▶ _TASK OBJECTIVE_: The full set of records must be printed exactly as given.
RECORD EXTRACTS START
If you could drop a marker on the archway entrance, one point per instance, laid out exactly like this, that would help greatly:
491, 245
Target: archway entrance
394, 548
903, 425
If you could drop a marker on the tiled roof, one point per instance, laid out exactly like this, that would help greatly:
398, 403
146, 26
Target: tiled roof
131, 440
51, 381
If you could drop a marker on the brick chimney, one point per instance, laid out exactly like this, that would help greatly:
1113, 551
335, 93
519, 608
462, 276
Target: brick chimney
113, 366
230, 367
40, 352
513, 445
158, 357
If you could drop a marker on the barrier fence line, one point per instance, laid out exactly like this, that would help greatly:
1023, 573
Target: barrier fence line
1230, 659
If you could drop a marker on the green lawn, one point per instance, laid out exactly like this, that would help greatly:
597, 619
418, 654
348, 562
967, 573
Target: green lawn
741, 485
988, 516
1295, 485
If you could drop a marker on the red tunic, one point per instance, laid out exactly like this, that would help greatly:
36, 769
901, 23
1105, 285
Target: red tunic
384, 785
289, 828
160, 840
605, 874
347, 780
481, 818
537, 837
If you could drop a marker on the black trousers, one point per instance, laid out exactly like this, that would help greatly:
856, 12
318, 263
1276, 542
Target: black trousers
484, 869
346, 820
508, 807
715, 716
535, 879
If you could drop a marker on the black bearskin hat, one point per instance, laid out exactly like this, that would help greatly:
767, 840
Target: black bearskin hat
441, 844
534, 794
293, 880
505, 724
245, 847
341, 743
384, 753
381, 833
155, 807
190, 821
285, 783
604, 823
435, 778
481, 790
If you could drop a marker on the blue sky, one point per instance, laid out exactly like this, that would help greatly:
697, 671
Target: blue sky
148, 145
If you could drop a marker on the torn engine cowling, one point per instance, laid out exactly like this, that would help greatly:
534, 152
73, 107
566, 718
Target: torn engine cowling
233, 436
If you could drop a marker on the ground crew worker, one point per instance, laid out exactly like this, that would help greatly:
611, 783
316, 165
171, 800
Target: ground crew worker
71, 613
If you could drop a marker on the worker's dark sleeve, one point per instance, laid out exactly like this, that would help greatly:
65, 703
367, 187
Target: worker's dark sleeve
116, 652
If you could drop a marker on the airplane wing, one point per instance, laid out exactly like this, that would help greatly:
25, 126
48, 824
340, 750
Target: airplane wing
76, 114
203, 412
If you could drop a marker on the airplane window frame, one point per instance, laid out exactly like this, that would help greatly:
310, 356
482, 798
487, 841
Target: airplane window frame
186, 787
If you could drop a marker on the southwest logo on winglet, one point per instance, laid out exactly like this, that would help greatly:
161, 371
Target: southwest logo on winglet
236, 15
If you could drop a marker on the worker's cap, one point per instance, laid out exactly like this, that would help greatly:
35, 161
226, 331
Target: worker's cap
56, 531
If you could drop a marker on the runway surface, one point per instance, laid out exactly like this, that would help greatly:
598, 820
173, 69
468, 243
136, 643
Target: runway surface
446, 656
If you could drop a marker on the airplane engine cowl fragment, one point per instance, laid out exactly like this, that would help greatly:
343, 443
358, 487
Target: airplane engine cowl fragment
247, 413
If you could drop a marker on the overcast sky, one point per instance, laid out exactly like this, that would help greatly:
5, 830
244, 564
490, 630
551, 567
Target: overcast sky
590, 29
RECORD EXTRACTS END
▶ _SOLUTION_:
If you could drop a marker on the archway entrance, one point per instance, laid out exactly like this, that would help greatly:
491, 245
Target: archway entrance
394, 548
903, 425
If you could drop a marker on the tiled roof, one point per instance, laid out exactly like this, that would help greatly:
398, 403
146, 26
Target: tiled roof
131, 440
51, 381
If you could drop a marker on the brick chimney, one point per instance, laid out exactly like this, that would help greatly:
1113, 551
335, 93
519, 608
462, 276
Target: brick chimney
113, 366
230, 367
40, 352
513, 445
158, 357
If you could drop a marker on the barrier fence line, one point per instance, laid out exactly like this, that would help greatly:
1023, 573
Target: barrier fence line
1230, 659
If you could drop a marker on the green lawn, one point per instance, laid out exactly like this, that would help greatly:
597, 619
418, 654
348, 562
967, 573
Target: green lawn
741, 485
988, 516
1295, 485
If you could drop a marker on the red tunic, one point per instance, laid out exactly like this, that would help greatly:
36, 769
901, 23
1105, 285
Target: red tunic
384, 785
289, 828
160, 840
605, 874
347, 780
481, 818
537, 837
If you could drop a marker on the black trousers, one point per instance, laid out exactly like this, that would help greatly:
856, 12
318, 263
1276, 542
Target: black trousers
484, 869
346, 820
508, 807
715, 716
535, 879
If you could drop a marker on the black bearskin hat, one point per instance, laid out exactly like this, that would help greatly:
767, 840
Target: black bearskin hat
441, 844
534, 794
293, 880
505, 724
245, 847
341, 743
384, 753
381, 833
155, 807
190, 821
285, 783
604, 823
435, 778
481, 790
If you could drop a marker on the blue sky, one point per instance, laid out exactly like this, that would help greatly:
697, 671
Target: blue sky
148, 145
If you could drop a marker on the torn engine cowling, one point per instance, laid out exactly like this, that would help greatly:
534, 152
73, 107
566, 718
Target: torn engine cowling
233, 436
If you could drop a marker on the ground crew worker, one point per instance, laid out exactly like this, that would help greatly:
611, 783
316, 165
171, 800
Target: ground crew worker
71, 613
If you could drop a marker on the worker's dark sleeve, one point per instance, laid out exactly like this, that would help greatly:
65, 703
367, 187
Target: worker's dark sleeve
116, 652
If you could drop a marker on the airplane wing, one point per instance, laid out exactly like this, that would help greatly:
25, 126
48, 824
340, 750
Target: airplane wing
76, 114
203, 412
If you could drop a marker on the airplane window frame, one point per instance, laid out exactly like this, that would help greatly:
310, 356
482, 798
487, 841
Target: airplane window frame
186, 787
If you could drop a marker on the southwest logo on winglet, one point per instance, laid out exactly like this, that would help greatly:
161, 371
Target: southwest logo on winglet
236, 15
If you could drop a marker on the worker's cap, one point per instance, laid out exactly like this, that would help greatly:
35, 161
226, 331
Target: worker's cap
56, 531
If you could drop a marker on the runway surface, one point per instance, laid out exactly like this, that would help greatly:
598, 820
173, 69
468, 243
136, 643
Target: runway surface
446, 656
If you could drop a marker on the airplane engine cowl fragment, one point per instance, laid out exactly like this, that would help greatly:
343, 443
358, 487
Target: airplane engine cowl fragment
247, 413
If you could drop a marker on the overcast sky, one point per instance, laid out exactly like this, that would help greatly:
5, 830
244, 564
490, 630
551, 567
Target: overcast sky
590, 29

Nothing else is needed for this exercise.